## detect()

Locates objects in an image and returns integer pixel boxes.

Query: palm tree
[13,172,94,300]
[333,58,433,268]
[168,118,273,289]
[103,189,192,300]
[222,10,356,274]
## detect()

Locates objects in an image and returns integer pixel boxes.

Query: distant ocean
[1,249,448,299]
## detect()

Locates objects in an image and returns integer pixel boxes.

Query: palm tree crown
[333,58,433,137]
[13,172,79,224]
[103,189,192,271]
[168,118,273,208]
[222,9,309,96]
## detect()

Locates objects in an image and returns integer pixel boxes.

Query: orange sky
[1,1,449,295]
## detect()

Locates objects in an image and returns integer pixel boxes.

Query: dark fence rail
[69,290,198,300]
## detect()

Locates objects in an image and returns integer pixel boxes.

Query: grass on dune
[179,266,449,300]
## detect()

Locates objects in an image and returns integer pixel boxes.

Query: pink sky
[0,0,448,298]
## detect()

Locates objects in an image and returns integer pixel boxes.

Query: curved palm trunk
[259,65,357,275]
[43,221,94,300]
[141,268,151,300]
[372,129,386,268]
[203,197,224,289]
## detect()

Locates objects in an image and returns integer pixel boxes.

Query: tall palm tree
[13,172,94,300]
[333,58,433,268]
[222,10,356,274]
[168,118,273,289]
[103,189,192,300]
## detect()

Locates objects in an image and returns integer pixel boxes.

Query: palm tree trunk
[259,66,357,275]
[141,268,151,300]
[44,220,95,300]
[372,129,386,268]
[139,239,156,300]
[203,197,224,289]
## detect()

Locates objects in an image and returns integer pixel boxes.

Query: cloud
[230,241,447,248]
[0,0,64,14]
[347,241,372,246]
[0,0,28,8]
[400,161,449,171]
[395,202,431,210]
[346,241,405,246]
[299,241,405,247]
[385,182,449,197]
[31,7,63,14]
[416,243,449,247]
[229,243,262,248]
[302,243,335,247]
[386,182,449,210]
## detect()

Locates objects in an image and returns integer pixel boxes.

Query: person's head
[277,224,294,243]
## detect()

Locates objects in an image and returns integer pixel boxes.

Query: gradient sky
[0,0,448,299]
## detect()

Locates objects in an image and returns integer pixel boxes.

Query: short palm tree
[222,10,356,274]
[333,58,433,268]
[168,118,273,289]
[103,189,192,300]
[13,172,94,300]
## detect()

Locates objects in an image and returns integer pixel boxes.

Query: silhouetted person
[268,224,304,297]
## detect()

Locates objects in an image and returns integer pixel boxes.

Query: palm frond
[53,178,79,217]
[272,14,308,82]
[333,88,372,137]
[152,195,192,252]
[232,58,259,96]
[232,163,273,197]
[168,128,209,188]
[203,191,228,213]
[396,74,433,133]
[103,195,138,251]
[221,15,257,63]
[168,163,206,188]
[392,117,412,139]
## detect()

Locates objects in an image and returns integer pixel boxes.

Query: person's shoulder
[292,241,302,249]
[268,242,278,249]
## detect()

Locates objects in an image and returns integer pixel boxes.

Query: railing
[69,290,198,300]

▶ **TO DO**:
Nothing above should be left out. Print all the records exactly.

▶ **WRITTEN ANSWER**:
## detect()

Locates objects in an image and returns integer pixel boxes.

Query: palm tree
[13,172,94,300]
[333,58,433,268]
[168,118,273,289]
[103,189,192,300]
[222,10,356,274]
## detect()

Locates objects in an image and returns integer pixel boxes.

Query: distant ocean
[1,249,448,299]
## detect()

Locates objects in an image and returns integer pixel boxes.

Query: palm tree crown
[333,58,433,137]
[13,172,79,224]
[103,189,192,271]
[168,118,273,208]
[222,9,309,96]
## detect()

Locates objects in an image and returns integer pixel boxes.

Query: orange sky
[1,1,449,295]
## detect()

Locates objects in an image and returns integer pixel boxes.

Query: dark fence rail
[69,290,198,300]
## detect()

Locates objects in an image and returns integer pixel boxes.

Query: grass on dune
[179,266,449,300]
## detect()

Locates objects in an image and returns integer pixel boxes.

Query: pink sky
[0,0,448,298]
## detect()

Locates objects in an image and returns integer pixel boxes.

Query: curved palm trunk
[259,65,357,275]
[43,221,94,300]
[141,268,151,300]
[372,129,386,268]
[203,197,224,289]
## detect()

Locates objects in an image and returns integer pixel boxes.

Query: tall palm tree
[13,172,94,300]
[333,58,433,268]
[222,10,356,274]
[168,118,273,289]
[103,189,192,300]
## detect()

Locates objects in an image and returns integer pixel boxes.

Query: palm tree trunk
[259,66,357,275]
[141,268,151,300]
[44,220,95,300]
[372,129,386,268]
[139,239,156,300]
[203,197,224,289]
## detect()

Locates objects in an image and returns integer pixel boxes.

Query: cloud
[230,241,447,248]
[0,0,64,14]
[347,241,372,246]
[0,0,28,8]
[400,161,449,171]
[395,202,431,210]
[346,241,405,246]
[299,241,405,247]
[385,182,449,197]
[31,7,63,14]
[416,243,449,247]
[229,243,262,248]
[302,243,335,247]
[386,182,449,210]
## detect()

Locates objects in an image and returns integer pixel boxes.

Query: person's head
[277,224,294,243]
## detect()

Locates objects in an image and returns integer pixel boxes.

Query: gradient sky
[0,0,448,299]
## detect()

Locates objects in an image and returns integer pixel boxes.

Query: short palm tree
[222,10,356,274]
[333,58,433,268]
[168,118,273,289]
[103,189,192,300]
[13,172,94,300]
## detect()

Locates objects in an image and returns integer pixel boxes.

Query: silhouetted person
[268,224,304,297]
## detect()

Locates objects in an image and returns integer pixel boxes.

Query: palm frond
[53,178,79,217]
[272,14,308,82]
[333,88,372,137]
[152,195,192,252]
[232,58,259,96]
[232,163,273,197]
[168,128,209,188]
[203,191,228,213]
[396,74,433,133]
[103,195,138,251]
[221,15,257,63]
[168,163,206,188]
[392,117,412,139]
## detect()

Locates objects in an image and returns integer pixel boxes.

Query: person's shoulder
[292,241,302,249]
[268,242,278,249]
## detect()

Locates objects in an image and returns integer pixel boxes.

Query: railing
[69,290,198,300]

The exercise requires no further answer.